EXERCISE PROMPT:
Can you rewrite the listing below with every "table" swapped for "desk" and nothing else altered?

--- BEGIN ---

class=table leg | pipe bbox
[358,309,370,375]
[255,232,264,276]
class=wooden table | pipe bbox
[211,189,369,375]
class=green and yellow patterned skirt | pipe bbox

--- END ---

ANSWER TO THE PROBLEM:
class=desk leg | pipe bbox
[358,309,370,375]
[255,232,264,276]
class=wooden desk | pipe bbox
[211,189,369,375]
class=green and yellow patterned skirt | pipe bbox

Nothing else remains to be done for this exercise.